▶ [Task directions]:
An exact copy of every record below is required, with the pictures left out.

◆ ◆ ◆ ◆ ◆ ◆ ◆

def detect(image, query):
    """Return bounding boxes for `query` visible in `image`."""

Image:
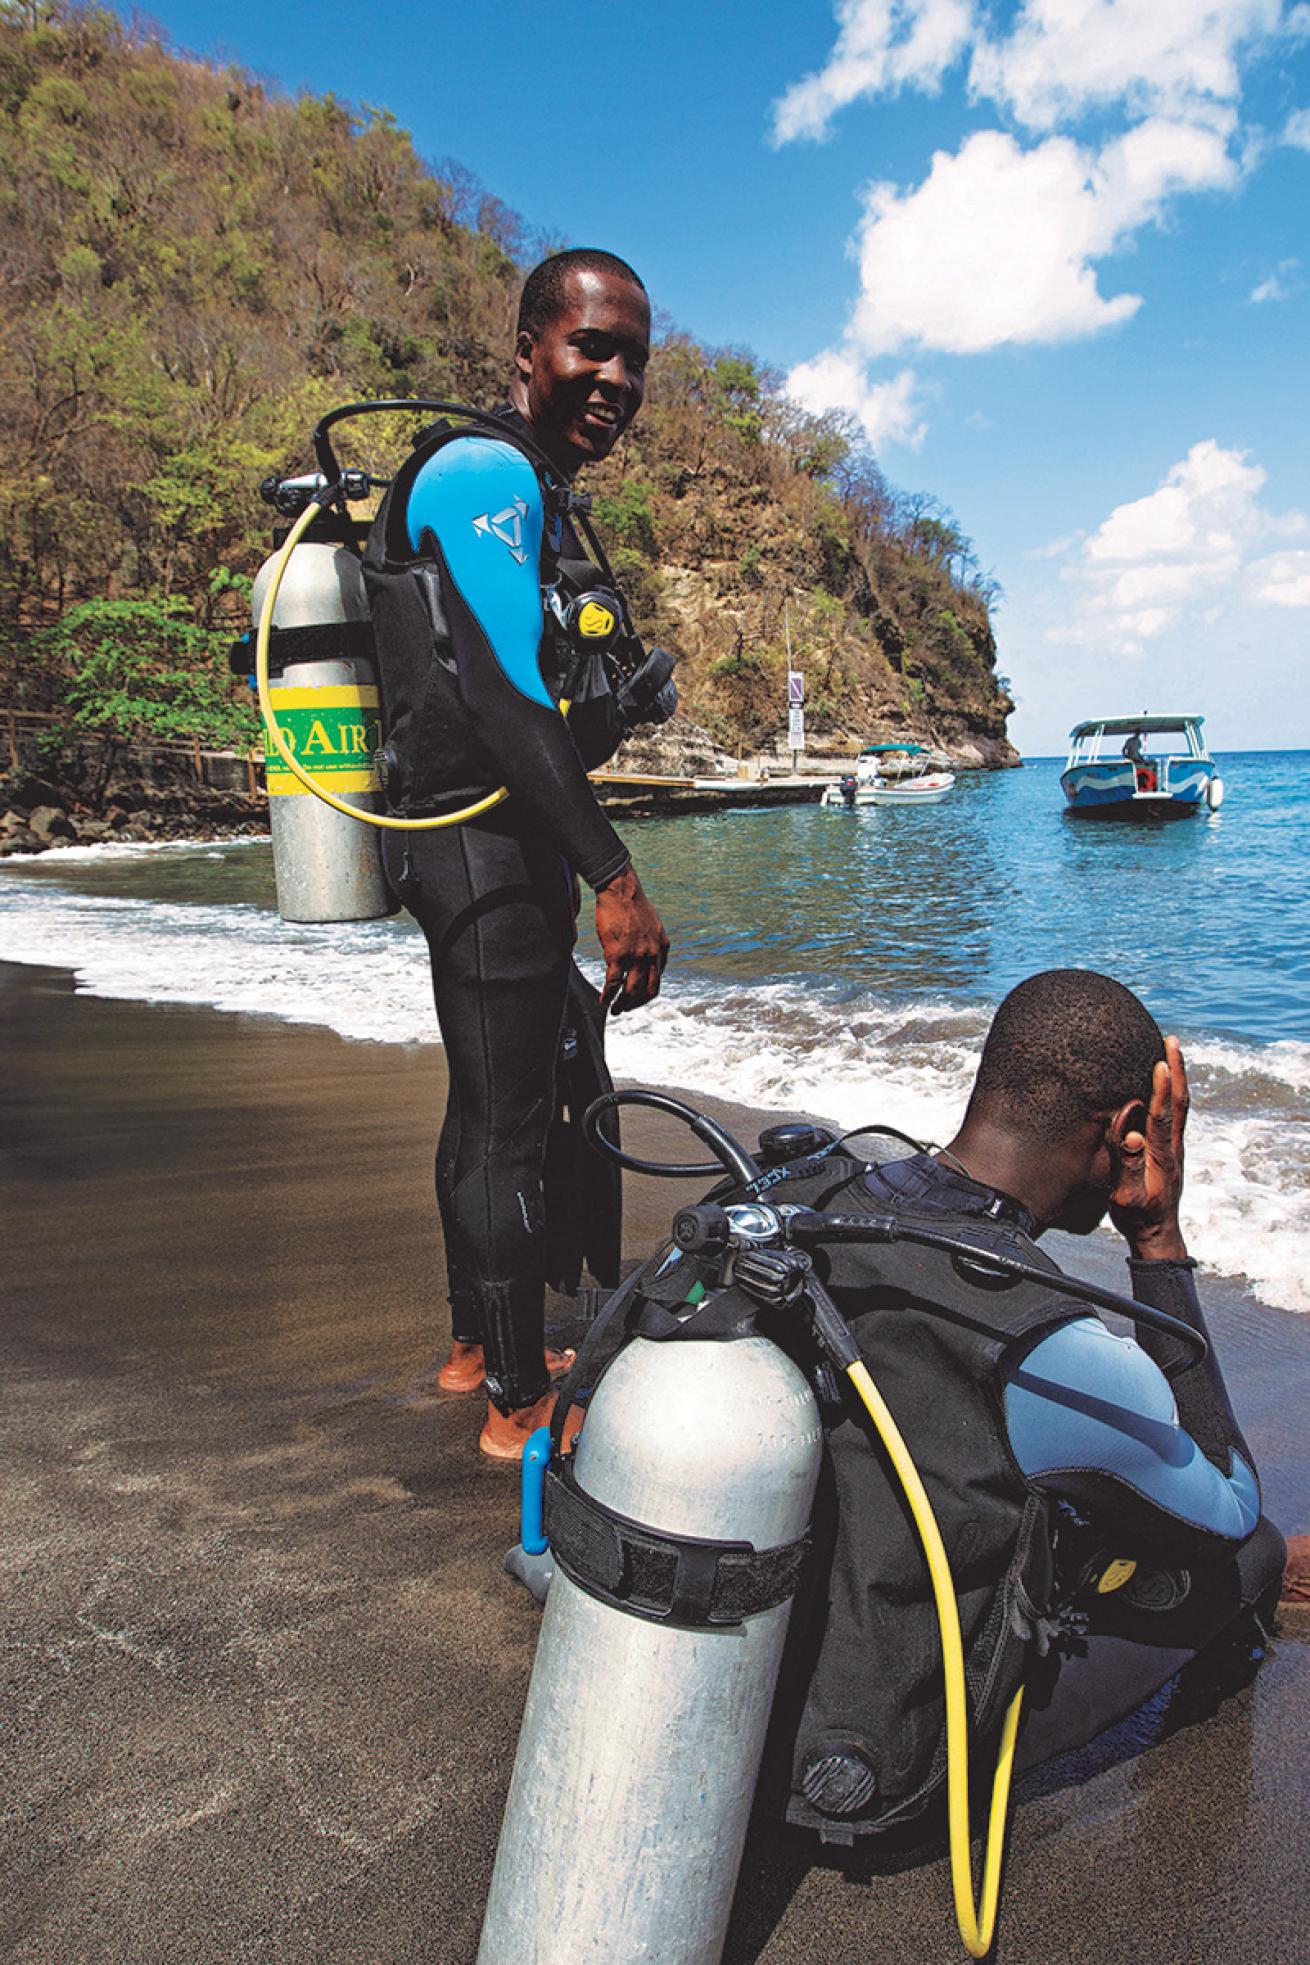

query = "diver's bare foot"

[1283,1534,1310,1604]
[436,1341,486,1392]
[478,1376,584,1463]
[480,1389,558,1462]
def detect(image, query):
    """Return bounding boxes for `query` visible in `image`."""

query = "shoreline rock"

[1,712,1023,860]
[1,753,267,857]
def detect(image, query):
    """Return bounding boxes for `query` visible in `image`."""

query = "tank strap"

◆ ◆ ◆ ◆ ◆ ◆ ◆

▶ [Exercise result]:
def detect(image, query):
    """Return bounding boxes for `query` visible in `image`."""

Image:

query = "diver's bare foot"

[1283,1534,1310,1604]
[436,1341,486,1392]
[478,1376,584,1463]
[480,1389,558,1462]
def detect(image, query):
    """Return bounding boxes for `query` visible in `image`."""

query = "shoreline rock"

[1,712,1023,860]
[1,753,267,857]
def detect(image, query):
    """Return bounding boxes for `query` visible in `image`."""

query = "tank strap"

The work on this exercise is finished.